Instructions to follow
Write out each entry below exactly. Do not include the images.

Provided data
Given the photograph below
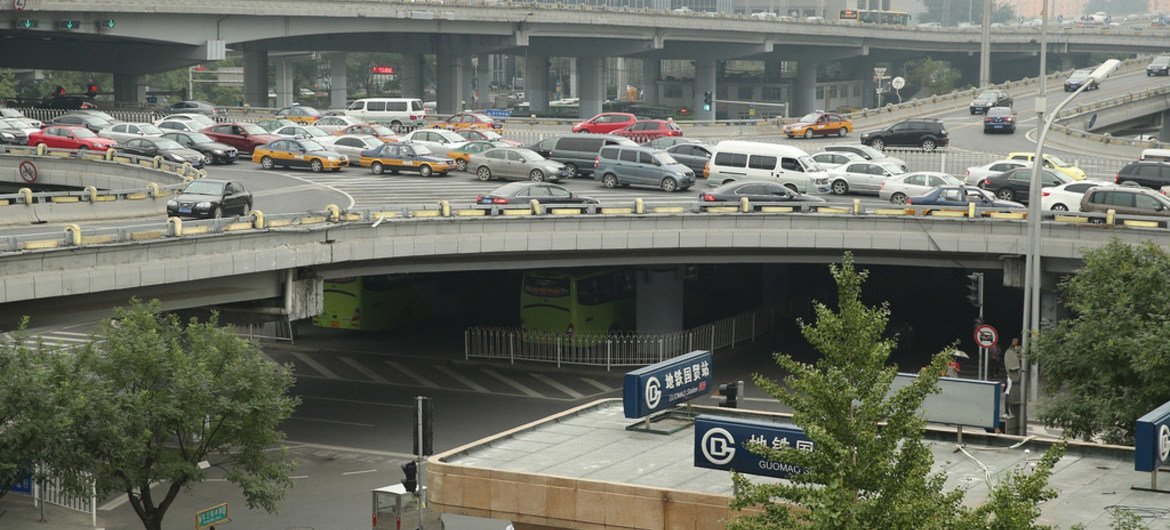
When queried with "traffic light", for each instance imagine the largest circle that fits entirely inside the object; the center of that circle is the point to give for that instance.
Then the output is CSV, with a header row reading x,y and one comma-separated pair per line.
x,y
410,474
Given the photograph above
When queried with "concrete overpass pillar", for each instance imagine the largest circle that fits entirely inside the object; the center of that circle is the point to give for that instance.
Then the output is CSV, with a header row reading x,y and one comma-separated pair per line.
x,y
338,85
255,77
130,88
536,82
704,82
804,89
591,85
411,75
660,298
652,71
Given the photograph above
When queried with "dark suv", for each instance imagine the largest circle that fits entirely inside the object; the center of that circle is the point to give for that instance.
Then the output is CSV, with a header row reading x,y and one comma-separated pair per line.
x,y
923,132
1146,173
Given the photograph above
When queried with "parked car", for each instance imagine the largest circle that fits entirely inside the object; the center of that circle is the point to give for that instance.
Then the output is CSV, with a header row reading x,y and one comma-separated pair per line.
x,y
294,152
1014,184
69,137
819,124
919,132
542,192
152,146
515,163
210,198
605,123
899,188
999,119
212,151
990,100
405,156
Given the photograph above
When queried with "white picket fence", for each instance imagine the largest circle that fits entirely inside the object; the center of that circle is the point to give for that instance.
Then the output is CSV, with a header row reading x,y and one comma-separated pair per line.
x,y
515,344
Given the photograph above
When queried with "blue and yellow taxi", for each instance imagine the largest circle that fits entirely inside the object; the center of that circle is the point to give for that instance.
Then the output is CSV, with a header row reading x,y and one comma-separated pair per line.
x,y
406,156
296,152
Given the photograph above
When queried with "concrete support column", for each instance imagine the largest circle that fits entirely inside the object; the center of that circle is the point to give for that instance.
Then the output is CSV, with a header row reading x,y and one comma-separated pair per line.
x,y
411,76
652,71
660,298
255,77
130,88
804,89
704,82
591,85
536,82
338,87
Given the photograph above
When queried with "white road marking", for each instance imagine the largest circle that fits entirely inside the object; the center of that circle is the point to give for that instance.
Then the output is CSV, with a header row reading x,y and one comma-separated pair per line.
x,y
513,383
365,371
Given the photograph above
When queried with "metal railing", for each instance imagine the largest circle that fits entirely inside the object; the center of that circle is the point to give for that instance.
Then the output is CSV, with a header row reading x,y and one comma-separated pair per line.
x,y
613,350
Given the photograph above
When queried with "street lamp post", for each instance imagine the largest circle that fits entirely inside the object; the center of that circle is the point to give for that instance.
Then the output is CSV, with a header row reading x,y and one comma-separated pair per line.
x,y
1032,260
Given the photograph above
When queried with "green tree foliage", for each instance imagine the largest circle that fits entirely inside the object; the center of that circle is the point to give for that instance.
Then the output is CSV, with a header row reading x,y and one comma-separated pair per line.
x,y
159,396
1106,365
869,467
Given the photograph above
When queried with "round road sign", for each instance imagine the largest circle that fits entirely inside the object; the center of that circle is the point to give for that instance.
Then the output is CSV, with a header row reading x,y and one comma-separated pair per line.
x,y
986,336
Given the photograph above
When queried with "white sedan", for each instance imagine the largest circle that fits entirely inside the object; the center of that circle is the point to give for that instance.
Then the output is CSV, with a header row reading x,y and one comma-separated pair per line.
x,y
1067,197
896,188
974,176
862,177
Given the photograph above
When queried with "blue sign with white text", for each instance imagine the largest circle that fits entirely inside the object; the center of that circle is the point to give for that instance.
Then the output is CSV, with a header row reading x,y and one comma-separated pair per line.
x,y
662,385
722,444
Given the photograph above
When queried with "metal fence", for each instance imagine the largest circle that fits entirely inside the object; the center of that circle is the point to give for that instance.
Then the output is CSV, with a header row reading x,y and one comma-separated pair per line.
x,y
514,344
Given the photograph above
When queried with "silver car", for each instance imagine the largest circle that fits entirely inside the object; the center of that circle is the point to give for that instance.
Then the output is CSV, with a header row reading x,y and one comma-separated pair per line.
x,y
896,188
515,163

Answer space
Given the photograph below
When queried with "traffic light", for each instance imagine the largest circle that fits entirely inside the object; the center of that circle is the point to give for that instance.
Then the output is CSV, with a header row reading x,y and one comma-separated pair per line.
x,y
410,474
Given the photograph above
When queried with "concrete overpass pillar", for each instance imagine the largest circle that fits entirely inside the object; the center of that circle is the point to give for that instance.
Then the output is CSV, with a header row reading x,y and one comma-separated pair per line.
x,y
338,85
255,77
130,88
536,82
704,82
804,89
591,85
411,75
660,298
652,71
Given the photograph above
When queried with "dark suv", for each instance imagine the largest circle that fits entirely inside the object; the center of that circle is the point to give for that instance.
Then the output is CSV, with a header row reading x,y and one comma-separated pair per line.
x,y
923,132
1146,173
Given the photograph above
When queried with "parked car", for each instance imagine the largest circle that fits entirely inside the object; the center of that circle is the point to give for that instance.
Then the output is CSV, with a header row reading x,y and one comma-separated pair per line.
x,y
294,152
1014,184
69,137
819,124
919,132
542,192
152,146
515,163
210,198
605,123
899,188
999,119
212,151
990,100
405,156
Given the photograph above
When queried with "white picket fence", for each instance imagine the largest circle that fits entirely inside the object; the center of that circle is the point to give for that instance.
Then the output is CSV, with a header row reading x,y and one comma-separated pair per line.
x,y
515,344
Given the photograph above
When queried with "blue and yellow taxi", for each instance imagine the largest circle that fits entirely inside the object; the center of that circle is the point to give for that instance.
Then the output is CSV, with a header row reading x,y and one comma-separated pair per line.
x,y
406,156
296,152
Given the photograph above
When queried with "concrete support column", for each instance imagine the largest circle that fits entirely inside the object; the center of that circle is the point to give for that instance.
Then the output is CSV, with a header row reading x,y and one comma-separated pair per line.
x,y
411,76
652,71
660,298
255,77
130,88
804,89
704,82
591,85
536,82
338,87
Given the photograph above
When queried with "white road marking", for each instance imagine the largest circle that fits entirely inside the object; the center of that circle is the point to give for that instance.
Then the output is CSV, with a header row reading x,y and one comma-separated pair per line.
x,y
513,383
365,371
Given the photograph above
When queried with "metal railing", for each instance imagine the largest circle that fits entirely inside the object; the center of that circle is the point to give for that instance.
Then the output is CSV, with a header row reading x,y and one comma-separated pair per line.
x,y
613,350
Given the photograph above
When queried with "street lamp post", for each instance imagine the largest circle that fits entirely inside the object; the center of that circle is the point to give for that instance.
Then the output is CSV, with a header row reading x,y and one comma-separated pair per line.
x,y
1032,260
Given the photograph above
When queried with "green tree foliage", for each instance imagine the largest circle that fits entirely inside the object; the center of that circle is the point to give for that instance.
Then the output is CSV, with a header row reading x,y and one comma-separated pair per line.
x,y
159,396
1106,365
869,467
Given the photograph above
When queried with "round road sign", for each instance imagine the largest circle that fits entirely inside the object; the center of that circle is the point to give for that instance.
Then the output is CSV, with a header row reading x,y and one comma-separated pair per line.
x,y
986,336
Given the photograph above
When queried with "white sedan", for each instance imagine the largest circle that fits entirely inside the object; the center of that circle is the point to give for that instance.
Then the output is CSV, with a header row reading x,y and one comma-separated pair per line.
x,y
1067,197
896,188
974,176
862,177
Given the photograph above
When queried with "blue sign with white text", for each instance imagine the largest circle that fits entirely inside the object; the center of that circle is the point to give for that instance.
Then the output is CSV, with a header row reading x,y and one comma-separated pair per line.
x,y
662,385
722,444
Given the photograph above
When queried with "metal fence", for each instance imagine the largest circle that fits entirely inside the object; the center of that circle is the point to give for that instance.
Then the output is CSV, with a header row reading x,y and one comma-separated pair per line.
x,y
514,344
Given the photograph above
When queried with "silver car", for each instance imagine the largest circle that fits entirely inside the object; the center of that circle is the point to give for that instance.
Then the output is CSV, with a header row reading x,y and one comma-separated pair per line.
x,y
896,188
515,163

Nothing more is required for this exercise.